#### The task:
Rewrite the lines from the one containing "with arms crossed." through the one containing "(131, 59), (168, 144)", requests included, raising each bounding-box coordinate in the answers by 17. Leave the numbers in the requests and their format samples unchanged.

#### Data entries:
== == ==

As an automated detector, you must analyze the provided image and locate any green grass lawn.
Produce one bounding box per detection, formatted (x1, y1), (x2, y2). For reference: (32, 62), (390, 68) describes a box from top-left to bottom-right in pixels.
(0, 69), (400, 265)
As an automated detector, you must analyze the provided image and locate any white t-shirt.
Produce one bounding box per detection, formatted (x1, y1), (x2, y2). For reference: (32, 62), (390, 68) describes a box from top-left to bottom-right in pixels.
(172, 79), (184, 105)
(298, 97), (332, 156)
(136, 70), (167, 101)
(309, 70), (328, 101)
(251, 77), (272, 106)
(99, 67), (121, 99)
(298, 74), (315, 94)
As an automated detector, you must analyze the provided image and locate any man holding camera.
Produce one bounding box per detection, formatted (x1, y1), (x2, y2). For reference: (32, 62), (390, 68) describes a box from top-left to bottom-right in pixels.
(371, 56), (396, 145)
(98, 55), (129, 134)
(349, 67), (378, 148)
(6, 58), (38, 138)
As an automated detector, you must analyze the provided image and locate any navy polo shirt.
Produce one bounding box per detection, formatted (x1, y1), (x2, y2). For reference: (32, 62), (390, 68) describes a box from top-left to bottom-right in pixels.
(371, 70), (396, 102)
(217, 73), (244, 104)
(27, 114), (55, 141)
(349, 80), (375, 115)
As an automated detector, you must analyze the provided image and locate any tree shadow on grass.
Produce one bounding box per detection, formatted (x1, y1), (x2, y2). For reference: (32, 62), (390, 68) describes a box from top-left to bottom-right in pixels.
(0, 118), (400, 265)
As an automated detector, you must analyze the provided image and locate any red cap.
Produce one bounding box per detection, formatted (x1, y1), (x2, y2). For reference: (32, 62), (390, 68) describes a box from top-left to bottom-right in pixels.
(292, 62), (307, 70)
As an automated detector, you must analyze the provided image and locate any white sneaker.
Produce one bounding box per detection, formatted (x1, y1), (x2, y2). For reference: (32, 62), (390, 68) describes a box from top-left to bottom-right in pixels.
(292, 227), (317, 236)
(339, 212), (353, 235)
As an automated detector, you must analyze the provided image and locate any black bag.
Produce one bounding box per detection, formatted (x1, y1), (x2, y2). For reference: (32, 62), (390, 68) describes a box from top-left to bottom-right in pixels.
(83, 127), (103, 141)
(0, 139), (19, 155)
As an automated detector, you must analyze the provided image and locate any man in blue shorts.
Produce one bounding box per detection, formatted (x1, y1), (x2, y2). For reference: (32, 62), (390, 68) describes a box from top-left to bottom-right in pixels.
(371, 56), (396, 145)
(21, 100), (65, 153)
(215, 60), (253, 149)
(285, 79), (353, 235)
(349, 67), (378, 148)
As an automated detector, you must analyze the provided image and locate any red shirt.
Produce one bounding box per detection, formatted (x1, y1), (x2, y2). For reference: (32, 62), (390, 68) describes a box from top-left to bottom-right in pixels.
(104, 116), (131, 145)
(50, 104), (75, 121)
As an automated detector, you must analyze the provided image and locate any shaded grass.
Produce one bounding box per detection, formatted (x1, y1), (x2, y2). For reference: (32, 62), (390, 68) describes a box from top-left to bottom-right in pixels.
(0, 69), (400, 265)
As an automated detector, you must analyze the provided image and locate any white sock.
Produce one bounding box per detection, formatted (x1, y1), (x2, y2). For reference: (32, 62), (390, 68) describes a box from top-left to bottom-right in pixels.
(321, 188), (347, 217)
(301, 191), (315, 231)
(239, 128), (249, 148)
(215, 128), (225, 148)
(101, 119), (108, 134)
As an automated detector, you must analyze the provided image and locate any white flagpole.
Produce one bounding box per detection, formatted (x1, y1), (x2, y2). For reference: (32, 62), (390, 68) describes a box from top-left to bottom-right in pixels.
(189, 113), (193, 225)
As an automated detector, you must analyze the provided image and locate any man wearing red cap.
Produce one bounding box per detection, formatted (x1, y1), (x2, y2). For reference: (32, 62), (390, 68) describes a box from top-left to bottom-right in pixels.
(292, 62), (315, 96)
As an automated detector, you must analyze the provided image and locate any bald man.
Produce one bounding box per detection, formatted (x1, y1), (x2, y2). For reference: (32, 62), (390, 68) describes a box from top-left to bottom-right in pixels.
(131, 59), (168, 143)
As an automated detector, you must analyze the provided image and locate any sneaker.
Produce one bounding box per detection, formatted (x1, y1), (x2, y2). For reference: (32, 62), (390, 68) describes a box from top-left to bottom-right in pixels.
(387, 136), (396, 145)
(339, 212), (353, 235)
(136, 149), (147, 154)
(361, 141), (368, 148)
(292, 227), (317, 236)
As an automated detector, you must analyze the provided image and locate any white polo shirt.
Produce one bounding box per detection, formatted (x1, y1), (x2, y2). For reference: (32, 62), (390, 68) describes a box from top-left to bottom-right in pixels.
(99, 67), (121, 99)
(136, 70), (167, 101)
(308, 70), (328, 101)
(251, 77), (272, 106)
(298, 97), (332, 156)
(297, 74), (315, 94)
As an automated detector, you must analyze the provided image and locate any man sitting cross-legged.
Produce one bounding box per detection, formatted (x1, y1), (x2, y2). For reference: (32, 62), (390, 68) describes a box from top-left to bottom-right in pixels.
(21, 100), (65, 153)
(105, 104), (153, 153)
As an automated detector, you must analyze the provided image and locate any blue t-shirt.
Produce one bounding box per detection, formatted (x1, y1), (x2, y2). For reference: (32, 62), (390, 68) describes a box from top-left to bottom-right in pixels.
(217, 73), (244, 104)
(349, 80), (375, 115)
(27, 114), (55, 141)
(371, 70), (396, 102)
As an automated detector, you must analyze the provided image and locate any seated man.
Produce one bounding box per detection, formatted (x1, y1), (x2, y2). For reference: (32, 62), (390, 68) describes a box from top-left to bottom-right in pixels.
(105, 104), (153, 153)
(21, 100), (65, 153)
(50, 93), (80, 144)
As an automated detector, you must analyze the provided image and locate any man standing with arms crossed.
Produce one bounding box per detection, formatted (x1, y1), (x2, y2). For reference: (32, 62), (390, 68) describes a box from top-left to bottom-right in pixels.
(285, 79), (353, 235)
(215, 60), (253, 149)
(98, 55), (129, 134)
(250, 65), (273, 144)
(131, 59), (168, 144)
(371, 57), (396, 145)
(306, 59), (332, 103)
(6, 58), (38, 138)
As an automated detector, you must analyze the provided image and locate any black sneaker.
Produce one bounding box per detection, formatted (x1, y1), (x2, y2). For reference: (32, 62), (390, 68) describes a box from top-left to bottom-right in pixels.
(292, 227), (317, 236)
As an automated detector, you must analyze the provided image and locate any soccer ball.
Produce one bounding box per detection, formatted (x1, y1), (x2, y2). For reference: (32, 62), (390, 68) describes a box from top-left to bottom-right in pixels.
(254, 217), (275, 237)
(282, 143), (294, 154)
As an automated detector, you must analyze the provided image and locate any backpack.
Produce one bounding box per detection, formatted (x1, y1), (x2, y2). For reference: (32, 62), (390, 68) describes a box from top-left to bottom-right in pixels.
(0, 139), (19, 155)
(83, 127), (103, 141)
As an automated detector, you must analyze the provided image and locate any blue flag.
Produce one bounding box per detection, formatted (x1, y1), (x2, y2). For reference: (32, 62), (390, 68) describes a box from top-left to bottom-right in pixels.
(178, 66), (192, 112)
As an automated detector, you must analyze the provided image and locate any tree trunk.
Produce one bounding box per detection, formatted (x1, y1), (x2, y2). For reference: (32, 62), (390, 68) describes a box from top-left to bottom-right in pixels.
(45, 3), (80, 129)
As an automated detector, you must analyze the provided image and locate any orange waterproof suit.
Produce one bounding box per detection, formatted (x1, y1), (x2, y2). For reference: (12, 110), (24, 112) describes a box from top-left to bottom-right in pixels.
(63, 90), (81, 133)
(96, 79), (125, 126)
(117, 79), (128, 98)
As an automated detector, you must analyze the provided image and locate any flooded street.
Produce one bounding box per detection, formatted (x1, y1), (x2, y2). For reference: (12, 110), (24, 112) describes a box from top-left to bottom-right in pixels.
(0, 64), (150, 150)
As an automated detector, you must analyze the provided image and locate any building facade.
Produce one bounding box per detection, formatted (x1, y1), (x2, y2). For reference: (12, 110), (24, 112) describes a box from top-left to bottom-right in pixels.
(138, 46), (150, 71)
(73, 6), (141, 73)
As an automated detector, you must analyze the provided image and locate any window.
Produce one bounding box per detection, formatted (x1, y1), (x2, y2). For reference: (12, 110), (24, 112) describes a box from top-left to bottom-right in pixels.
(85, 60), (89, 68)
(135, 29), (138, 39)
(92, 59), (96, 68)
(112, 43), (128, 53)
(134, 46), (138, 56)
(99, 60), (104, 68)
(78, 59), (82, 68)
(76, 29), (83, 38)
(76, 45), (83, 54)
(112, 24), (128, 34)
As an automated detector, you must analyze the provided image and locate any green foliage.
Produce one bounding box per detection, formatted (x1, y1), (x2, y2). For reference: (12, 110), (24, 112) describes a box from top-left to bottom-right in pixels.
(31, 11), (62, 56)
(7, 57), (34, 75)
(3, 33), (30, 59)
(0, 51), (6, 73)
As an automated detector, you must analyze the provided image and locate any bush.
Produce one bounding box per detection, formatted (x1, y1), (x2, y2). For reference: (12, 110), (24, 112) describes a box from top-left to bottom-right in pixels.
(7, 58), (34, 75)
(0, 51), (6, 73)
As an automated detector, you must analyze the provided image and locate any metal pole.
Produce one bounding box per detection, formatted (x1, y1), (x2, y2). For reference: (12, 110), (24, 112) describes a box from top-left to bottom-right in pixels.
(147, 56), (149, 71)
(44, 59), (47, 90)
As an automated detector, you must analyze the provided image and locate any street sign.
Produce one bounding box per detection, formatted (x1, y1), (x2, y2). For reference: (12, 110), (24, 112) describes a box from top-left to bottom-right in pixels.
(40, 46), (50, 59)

== == ==

#### Solution to this task:
As an automated detector, you must analyze the provided image and locate any man standing with arms crossed.
Produce one bounding box per detection, formatted (x1, y1), (x2, y2). For reference: (32, 62), (390, 68) describes a box from top-left to bottom-right in pixels.
(302, 96), (370, 252)
(232, 77), (270, 166)
(115, 72), (146, 151)
(267, 82), (290, 161)
(148, 76), (185, 161)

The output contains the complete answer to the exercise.